Task prompt. Print all of the material below word for word, leaving out the pictures.

** Start **

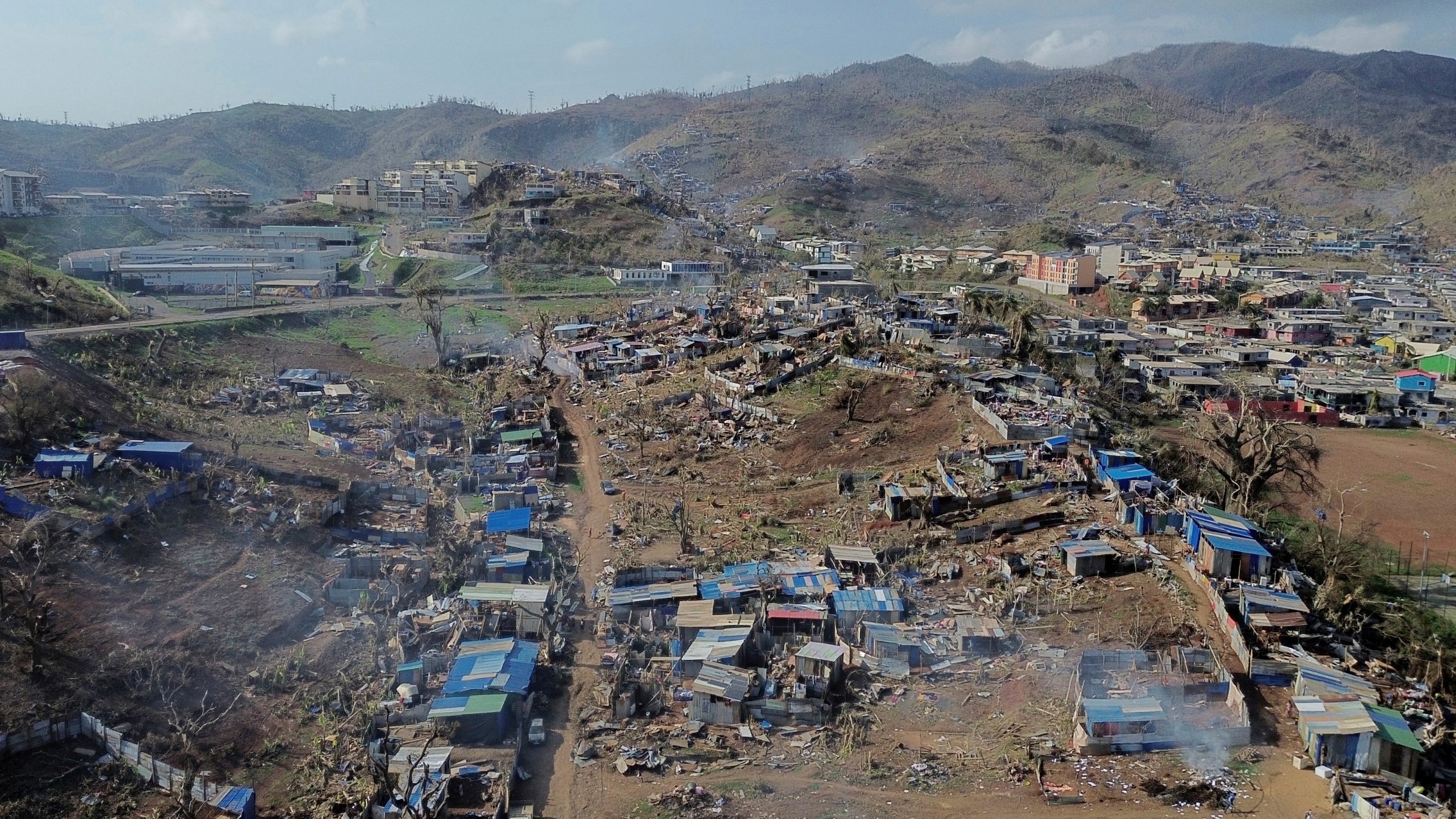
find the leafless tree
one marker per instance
(541, 336)
(1342, 547)
(25, 561)
(1248, 452)
(188, 722)
(641, 419)
(32, 406)
(851, 397)
(432, 302)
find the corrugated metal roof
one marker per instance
(1261, 597)
(653, 592)
(1234, 544)
(825, 652)
(1334, 716)
(1087, 548)
(524, 544)
(809, 582)
(877, 599)
(1135, 710)
(1315, 680)
(1129, 473)
(508, 519)
(979, 626)
(235, 799)
(799, 611)
(717, 643)
(468, 706)
(504, 592)
(1391, 726)
(854, 554)
(1277, 620)
(884, 633)
(494, 669)
(729, 682)
(507, 560)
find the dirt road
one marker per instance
(589, 530)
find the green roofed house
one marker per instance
(1343, 732)
(479, 719)
(1441, 363)
(520, 436)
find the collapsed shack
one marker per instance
(1133, 701)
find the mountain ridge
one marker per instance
(1286, 126)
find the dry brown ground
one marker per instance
(1404, 484)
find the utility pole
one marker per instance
(1426, 550)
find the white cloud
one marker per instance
(587, 50)
(329, 21)
(723, 81)
(967, 46)
(1057, 51)
(194, 22)
(1353, 37)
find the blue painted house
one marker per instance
(1416, 384)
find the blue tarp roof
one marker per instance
(1235, 544)
(508, 671)
(868, 601)
(508, 519)
(1104, 454)
(1087, 548)
(1135, 710)
(237, 800)
(61, 457)
(154, 446)
(507, 560)
(1129, 473)
(809, 582)
(1207, 522)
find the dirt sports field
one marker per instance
(1405, 478)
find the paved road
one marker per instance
(338, 304)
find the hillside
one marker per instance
(986, 142)
(836, 152)
(34, 296)
(276, 151)
(1404, 101)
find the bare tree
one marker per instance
(25, 561)
(541, 336)
(432, 302)
(641, 419)
(32, 406)
(1342, 548)
(849, 397)
(1248, 452)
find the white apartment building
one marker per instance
(19, 193)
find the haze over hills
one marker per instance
(1362, 136)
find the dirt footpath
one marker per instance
(589, 531)
(1404, 483)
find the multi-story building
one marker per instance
(1060, 273)
(19, 193)
(357, 195)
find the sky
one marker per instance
(104, 61)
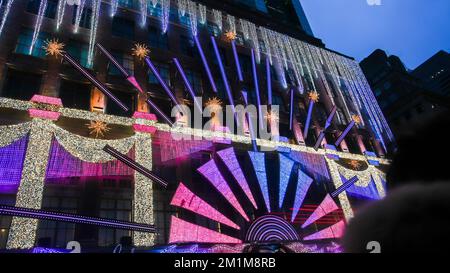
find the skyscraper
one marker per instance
(77, 79)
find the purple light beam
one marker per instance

** End **

Exercise output.
find the leafless tree
one marker per instance
(541, 336)
(1342, 547)
(25, 561)
(1248, 452)
(188, 722)
(641, 419)
(32, 406)
(851, 397)
(432, 302)
find the corrugated metal roof
one marker per instance
(1261, 597)
(653, 592)
(1234, 544)
(825, 652)
(1334, 716)
(1087, 548)
(524, 544)
(809, 582)
(877, 599)
(1135, 710)
(1315, 680)
(1129, 473)
(508, 519)
(979, 626)
(235, 799)
(799, 611)
(717, 643)
(468, 706)
(504, 592)
(1391, 726)
(854, 554)
(1277, 620)
(884, 633)
(494, 669)
(729, 682)
(507, 560)
find the dirt road
one marker per instance
(589, 530)
find the green roofed house
one marker per instance
(1343, 732)
(479, 719)
(1441, 363)
(520, 436)
find the collapsed shack
one marker per instance
(1133, 701)
find the mountain ridge
one marker per instance
(1286, 126)
find the dry brown ground
one marker per instance
(1404, 484)
find the utility pole
one marker per instance
(1426, 550)
find the white cloud
one marker per instance
(587, 50)
(329, 21)
(723, 81)
(967, 46)
(1057, 51)
(194, 22)
(1353, 37)
find the blue painted house
one marker per instance
(1416, 384)
find the blue tarp roof
one marker per instance
(1235, 544)
(508, 671)
(868, 601)
(508, 519)
(1104, 454)
(1087, 548)
(1135, 710)
(237, 800)
(61, 457)
(154, 446)
(507, 560)
(1129, 473)
(809, 582)
(1207, 522)
find the dirt sports field
one marker per instance
(1405, 478)
find the paved road
one marker per instance
(338, 304)
find the hillside
one marker per instance
(986, 142)
(836, 152)
(34, 296)
(276, 151)
(1404, 101)
find the bare tree
one marker per instance
(25, 561)
(541, 336)
(432, 302)
(641, 419)
(32, 406)
(1342, 548)
(849, 397)
(1248, 452)
find the white apartment building
one marker per instance
(19, 193)
find the haze over hills
one marker per instance
(1362, 136)
find the dirt footpath
one marker per instance
(589, 531)
(1404, 483)
find the multi-story building
one marker per instance
(1060, 273)
(19, 193)
(357, 195)
find the sky
one marker per instance
(104, 61)
find the skyscraper
one marker per instance
(77, 79)
find the purple light beam
one marker per instance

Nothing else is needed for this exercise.